**WHAT YOU WILL DO**
Begin at the line that contains "Warehouse picking: mark the green" and stop after the line that contains "Warehouse picking: mark the gray rock". Write out every row in that span and shift each point coordinate by adding 37 to it.

--*--

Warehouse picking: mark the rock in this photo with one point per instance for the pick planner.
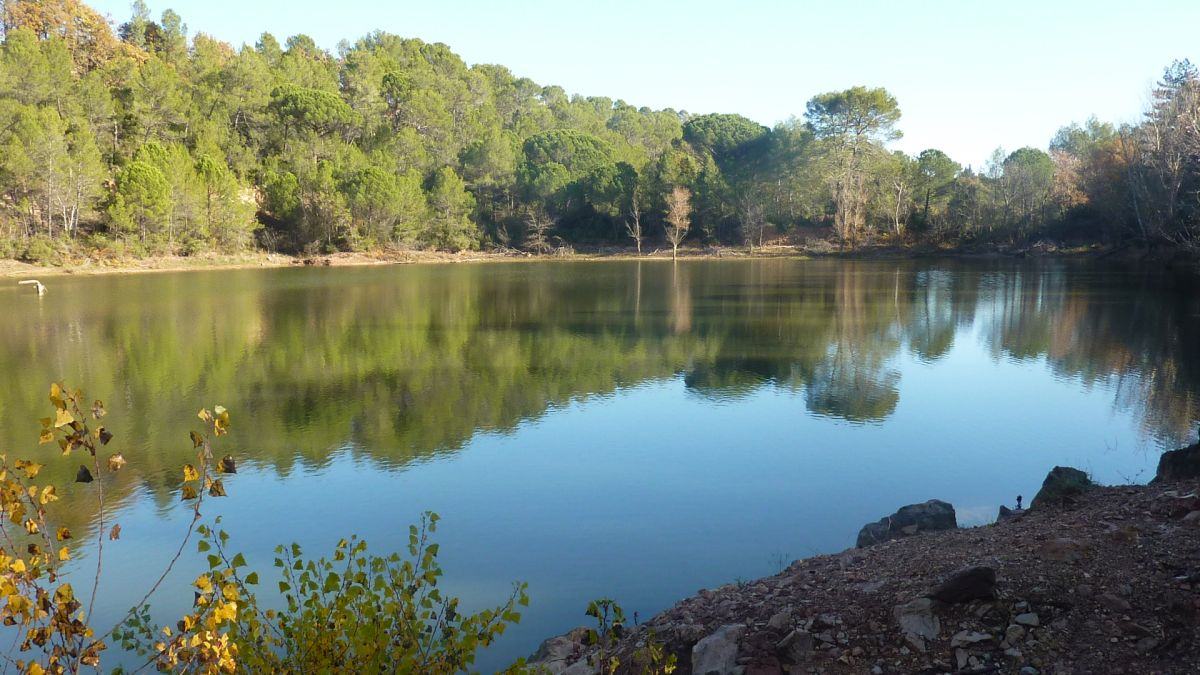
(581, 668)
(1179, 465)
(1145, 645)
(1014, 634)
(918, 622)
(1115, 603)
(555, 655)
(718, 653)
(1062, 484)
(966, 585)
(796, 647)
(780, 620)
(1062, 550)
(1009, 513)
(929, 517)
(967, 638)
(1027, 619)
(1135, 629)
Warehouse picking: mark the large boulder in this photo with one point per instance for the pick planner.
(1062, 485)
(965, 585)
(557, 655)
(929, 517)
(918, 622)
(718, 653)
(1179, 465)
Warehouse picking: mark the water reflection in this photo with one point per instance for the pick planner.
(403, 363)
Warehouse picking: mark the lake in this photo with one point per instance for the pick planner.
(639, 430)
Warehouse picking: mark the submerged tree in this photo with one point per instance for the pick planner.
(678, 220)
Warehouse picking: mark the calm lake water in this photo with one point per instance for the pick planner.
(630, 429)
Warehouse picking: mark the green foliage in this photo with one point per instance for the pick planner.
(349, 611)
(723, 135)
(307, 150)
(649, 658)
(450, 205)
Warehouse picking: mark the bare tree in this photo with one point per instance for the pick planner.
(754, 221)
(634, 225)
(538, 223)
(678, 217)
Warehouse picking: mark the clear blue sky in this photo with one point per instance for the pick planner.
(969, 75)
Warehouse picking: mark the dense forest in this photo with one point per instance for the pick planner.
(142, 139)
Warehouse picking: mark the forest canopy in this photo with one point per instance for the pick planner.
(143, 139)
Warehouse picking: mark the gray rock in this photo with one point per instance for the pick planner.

--*--

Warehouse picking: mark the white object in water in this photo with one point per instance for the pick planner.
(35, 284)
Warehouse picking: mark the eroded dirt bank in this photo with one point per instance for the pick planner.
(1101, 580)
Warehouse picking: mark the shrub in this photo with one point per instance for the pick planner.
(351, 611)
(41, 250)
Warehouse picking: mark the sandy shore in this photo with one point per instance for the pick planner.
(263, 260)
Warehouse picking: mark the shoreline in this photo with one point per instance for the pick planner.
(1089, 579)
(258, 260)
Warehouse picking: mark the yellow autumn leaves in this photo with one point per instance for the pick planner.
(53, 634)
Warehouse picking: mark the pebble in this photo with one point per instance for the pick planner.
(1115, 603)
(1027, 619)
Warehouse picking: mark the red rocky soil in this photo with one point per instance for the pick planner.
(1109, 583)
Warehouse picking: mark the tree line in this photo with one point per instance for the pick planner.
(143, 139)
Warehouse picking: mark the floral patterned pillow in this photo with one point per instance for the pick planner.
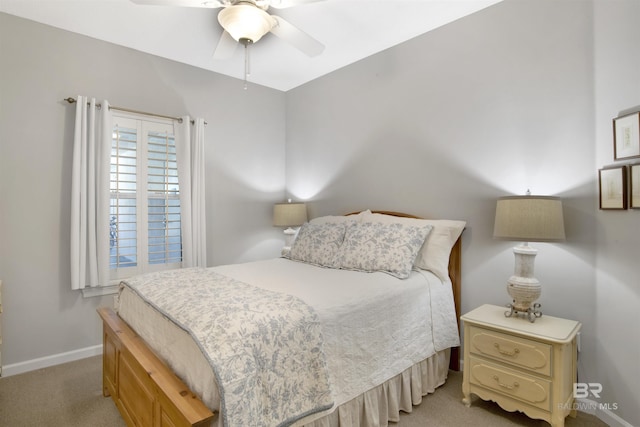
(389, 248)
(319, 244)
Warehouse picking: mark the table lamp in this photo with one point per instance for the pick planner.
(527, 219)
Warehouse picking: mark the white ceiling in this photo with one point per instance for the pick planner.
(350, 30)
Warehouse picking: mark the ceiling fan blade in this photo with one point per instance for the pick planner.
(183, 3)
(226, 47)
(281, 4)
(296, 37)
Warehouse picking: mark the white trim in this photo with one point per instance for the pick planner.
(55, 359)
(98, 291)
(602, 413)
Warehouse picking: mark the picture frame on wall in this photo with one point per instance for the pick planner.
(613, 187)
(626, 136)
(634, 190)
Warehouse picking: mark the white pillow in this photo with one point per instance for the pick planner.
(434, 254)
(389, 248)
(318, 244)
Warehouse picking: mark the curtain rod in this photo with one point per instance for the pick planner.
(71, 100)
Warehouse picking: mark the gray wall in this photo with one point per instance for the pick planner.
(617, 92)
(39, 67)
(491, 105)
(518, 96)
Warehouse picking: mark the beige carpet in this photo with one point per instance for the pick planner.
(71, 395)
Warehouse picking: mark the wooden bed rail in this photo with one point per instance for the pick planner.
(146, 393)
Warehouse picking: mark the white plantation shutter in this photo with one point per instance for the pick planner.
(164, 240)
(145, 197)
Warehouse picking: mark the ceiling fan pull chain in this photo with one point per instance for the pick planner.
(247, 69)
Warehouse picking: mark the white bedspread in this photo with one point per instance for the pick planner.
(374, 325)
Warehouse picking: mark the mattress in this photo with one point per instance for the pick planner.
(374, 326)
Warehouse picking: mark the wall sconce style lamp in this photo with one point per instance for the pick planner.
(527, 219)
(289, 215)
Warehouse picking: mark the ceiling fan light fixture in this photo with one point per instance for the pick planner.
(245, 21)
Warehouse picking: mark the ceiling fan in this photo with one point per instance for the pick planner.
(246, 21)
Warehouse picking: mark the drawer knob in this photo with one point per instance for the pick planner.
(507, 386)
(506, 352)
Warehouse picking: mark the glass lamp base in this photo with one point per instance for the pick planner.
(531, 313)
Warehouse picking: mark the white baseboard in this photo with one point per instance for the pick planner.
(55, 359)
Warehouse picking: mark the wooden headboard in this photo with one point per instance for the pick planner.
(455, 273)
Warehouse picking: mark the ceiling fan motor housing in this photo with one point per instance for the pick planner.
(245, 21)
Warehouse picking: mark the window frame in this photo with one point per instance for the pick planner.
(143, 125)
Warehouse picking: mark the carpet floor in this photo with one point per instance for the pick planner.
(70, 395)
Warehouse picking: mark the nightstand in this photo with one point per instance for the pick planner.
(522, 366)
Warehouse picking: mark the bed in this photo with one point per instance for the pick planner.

--*--

**RESULT BELOW**
Warehouse picking: mark the green foliage in this photo with one point per instance for the pick planner.
(386, 648)
(760, 172)
(344, 187)
(686, 695)
(487, 242)
Warehouse picking: mark the bare tree in this photo with one point per instance for the pick planner.
(791, 258)
(671, 262)
(575, 260)
(715, 254)
Warehouse picking: mark the clear blue sky in this photo with one point per instance for the pick planner.
(1006, 112)
Warehouse picking: mark the dense forest in this photo with one point per instance for the pick planner.
(179, 176)
Warehouse picking: mark the forest canopy in this photo with one point per instance for the pick planner.
(180, 176)
Warehouse picking: mark the gray rock in this photo with one point per instance for the pick planner.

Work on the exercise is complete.